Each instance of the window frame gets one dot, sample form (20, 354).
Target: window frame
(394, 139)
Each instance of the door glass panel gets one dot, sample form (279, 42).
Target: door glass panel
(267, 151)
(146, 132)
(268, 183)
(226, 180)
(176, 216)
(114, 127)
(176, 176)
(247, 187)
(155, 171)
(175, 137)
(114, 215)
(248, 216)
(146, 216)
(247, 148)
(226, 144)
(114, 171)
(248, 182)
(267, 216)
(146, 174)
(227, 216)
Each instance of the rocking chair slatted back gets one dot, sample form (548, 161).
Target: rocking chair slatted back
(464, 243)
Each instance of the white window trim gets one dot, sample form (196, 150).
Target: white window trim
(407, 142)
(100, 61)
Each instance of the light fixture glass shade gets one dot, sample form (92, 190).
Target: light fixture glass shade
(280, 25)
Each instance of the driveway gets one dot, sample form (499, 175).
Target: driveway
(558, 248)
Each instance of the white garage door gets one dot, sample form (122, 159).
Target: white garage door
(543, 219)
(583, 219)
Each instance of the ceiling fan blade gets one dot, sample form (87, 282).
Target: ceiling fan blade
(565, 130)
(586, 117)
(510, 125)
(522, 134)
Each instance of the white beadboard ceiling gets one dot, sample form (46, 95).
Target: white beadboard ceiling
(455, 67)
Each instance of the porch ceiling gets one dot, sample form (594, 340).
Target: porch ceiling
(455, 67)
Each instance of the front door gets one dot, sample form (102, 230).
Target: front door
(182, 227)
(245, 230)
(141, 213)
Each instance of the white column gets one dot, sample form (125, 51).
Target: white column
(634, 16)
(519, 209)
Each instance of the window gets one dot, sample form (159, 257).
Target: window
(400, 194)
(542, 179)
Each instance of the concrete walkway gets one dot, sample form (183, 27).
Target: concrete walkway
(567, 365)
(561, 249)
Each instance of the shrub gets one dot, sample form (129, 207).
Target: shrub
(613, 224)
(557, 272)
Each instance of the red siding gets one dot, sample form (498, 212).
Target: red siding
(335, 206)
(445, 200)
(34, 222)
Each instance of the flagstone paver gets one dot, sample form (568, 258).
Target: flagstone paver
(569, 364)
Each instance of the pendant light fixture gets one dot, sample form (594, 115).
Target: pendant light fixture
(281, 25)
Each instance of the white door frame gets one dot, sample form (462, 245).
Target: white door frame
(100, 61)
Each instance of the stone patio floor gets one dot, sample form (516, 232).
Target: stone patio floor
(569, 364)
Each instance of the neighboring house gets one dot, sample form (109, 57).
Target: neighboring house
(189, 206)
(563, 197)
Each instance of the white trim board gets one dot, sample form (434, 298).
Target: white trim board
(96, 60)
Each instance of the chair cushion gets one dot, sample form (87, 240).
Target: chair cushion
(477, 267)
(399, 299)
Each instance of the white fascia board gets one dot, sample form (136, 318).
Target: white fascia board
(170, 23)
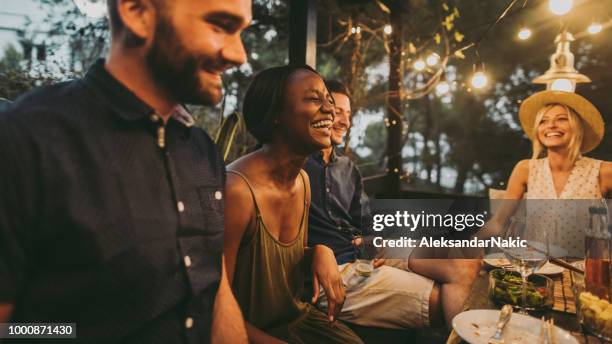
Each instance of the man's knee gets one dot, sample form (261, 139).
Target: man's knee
(436, 313)
(465, 270)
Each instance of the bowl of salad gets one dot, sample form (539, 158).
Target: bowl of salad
(505, 287)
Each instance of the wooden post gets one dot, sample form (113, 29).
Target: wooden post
(303, 32)
(394, 99)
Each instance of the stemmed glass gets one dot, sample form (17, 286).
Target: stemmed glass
(526, 259)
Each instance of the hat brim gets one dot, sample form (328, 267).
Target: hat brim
(594, 124)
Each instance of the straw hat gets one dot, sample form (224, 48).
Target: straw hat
(593, 123)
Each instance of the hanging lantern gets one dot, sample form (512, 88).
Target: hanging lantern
(562, 76)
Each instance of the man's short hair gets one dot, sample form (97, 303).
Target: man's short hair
(335, 86)
(116, 25)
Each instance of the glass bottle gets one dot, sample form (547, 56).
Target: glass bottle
(597, 254)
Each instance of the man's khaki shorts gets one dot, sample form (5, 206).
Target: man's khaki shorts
(389, 298)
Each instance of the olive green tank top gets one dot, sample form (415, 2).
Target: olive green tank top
(269, 275)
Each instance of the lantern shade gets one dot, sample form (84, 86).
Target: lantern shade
(562, 64)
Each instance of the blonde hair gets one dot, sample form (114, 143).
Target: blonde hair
(576, 124)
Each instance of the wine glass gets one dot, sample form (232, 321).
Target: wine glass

* * *

* **Your objective**
Without the pictures, extract every entry verbatim.

* **Task response**
Each instance of the window frame gets one dot, sample form (20, 354).
Target: window frame
(394, 139)
Each instance of the door glass panel gets one dot, sample form (279, 42).
Target: door glass panel
(267, 151)
(146, 132)
(268, 183)
(226, 180)
(176, 216)
(114, 127)
(176, 176)
(247, 187)
(155, 171)
(175, 137)
(114, 215)
(248, 216)
(146, 216)
(247, 148)
(226, 144)
(114, 171)
(248, 182)
(267, 216)
(146, 174)
(227, 216)
Each instance of the rocking chair slatted back gets one dot, sample form (548, 161).
Target: rocking chair slatted back
(464, 243)
Each instance of the white window trim gets one dot, sample form (196, 150).
Target: white window trim
(407, 142)
(100, 61)
Each instance of the light fixture glass shade gets one dot, sample form (92, 190).
Target: light fixture glass shade
(280, 25)
Each instance of the driveway gets one dot, sample form (499, 175).
Target: driveway
(558, 248)
Each instance of the white garage door gets one dot, sample form (122, 159).
Target: white garage door
(543, 219)
(583, 219)
Each instance of the ceiling fan blade gets one dot, sample form (87, 282).
Target: ceiling fan blade
(565, 130)
(586, 117)
(510, 125)
(522, 134)
Each instance of the white beadboard ceiling gets one dot, sample form (46, 95).
Target: white beadboard ceiling
(455, 67)
Each instance of the porch ceiling gets one dot, sample form (594, 340).
Target: porch ceiling
(455, 67)
Each instance of the front door gets one dot, sample form (102, 230).
Target: front door
(182, 227)
(245, 230)
(141, 213)
Each instance of the white column gets one dot, sample form (125, 51).
Target: white column
(634, 16)
(519, 209)
Each instance of the window gets one dot, sample form (159, 257).
Target: window
(400, 194)
(542, 179)
Each instance of the concrete walkway gets one dot, sample form (183, 27).
Target: concrete walkway
(567, 365)
(561, 249)
Each instance of the shrub gets one dot, sample form (129, 207).
Target: shrub
(613, 224)
(557, 272)
Each instance of the red siding gets one dot, sample form (498, 212).
Target: red siding
(335, 206)
(445, 200)
(34, 222)
Each instance of the flagstone paver gets one dot, sample form (568, 258).
Target: flagstone paver
(569, 364)
Each instance of the pendant light fixture gets one dot, sample form (594, 115).
Target: pendant light fixture
(281, 25)
Each instance of the white door frame gets one dot, sample form (462, 245).
Target: white door frame
(100, 61)
Each instance of the stone patio floor gets one dot, sample form (516, 232).
Target: stone patio floor
(569, 364)
Each instance of the neighboring house gets one dot, sample form (109, 57).
Target: neighboring house
(189, 206)
(563, 197)
Each instance of the white trim board gets one dot, sample form (434, 298).
Target: white trim board
(96, 60)
Each instance of the chair cushion gets one dot, sample form (87, 240).
Target: chair cushion
(477, 267)
(399, 299)
Each instance of the white fascia board gets one dot, sample form (136, 318).
Target: white fascia board
(170, 23)
Each instance of the man's knee gets one dot, sample form (261, 139).
Target: man's knee
(436, 313)
(465, 270)
Each instance of the bowl of salad gets one dot, sample form (539, 158).
Target: bowl of salad
(505, 287)
Each instance of the wooden post gets one dot, sample form (113, 29).
Target: wooden post
(303, 32)
(394, 99)
Each instance of the stemmed glass gets one dot, sample form (17, 286).
Target: stemmed glass
(526, 259)
Each instance of the hat brim gets one dot, sample form (328, 267).
Target: hat brim
(594, 124)
Each instance of the straw hat gets one dot, sample form (224, 48).
Target: straw hat
(593, 123)
Each instance of the hanging lantern gets one dot, sample form (512, 88).
Target: hanging lantern
(562, 76)
Each instance of the man's short hair gets one dot, sample form (97, 303).
Target: man's short hair
(335, 86)
(116, 25)
Each instance of the glass bottle gets one dot, sample form (547, 56).
Target: glass bottle
(597, 254)
Each instance of the man's khaki shorts gets one dot, sample form (5, 206).
Target: man's khaki shorts
(389, 298)
Each instance of the olive green tank top gets one dot, sample form (415, 2).
Target: olive green tank top
(269, 275)
Each instance of the lantern shade gets one dot, sample form (84, 86).
Target: lantern shade
(562, 64)
Each instance of the blonde hair gets one dot, sample form (114, 143).
Target: blonde hair
(576, 124)
Each instance of the wine glass gets one dot, sample form (232, 321).
Target: wine glass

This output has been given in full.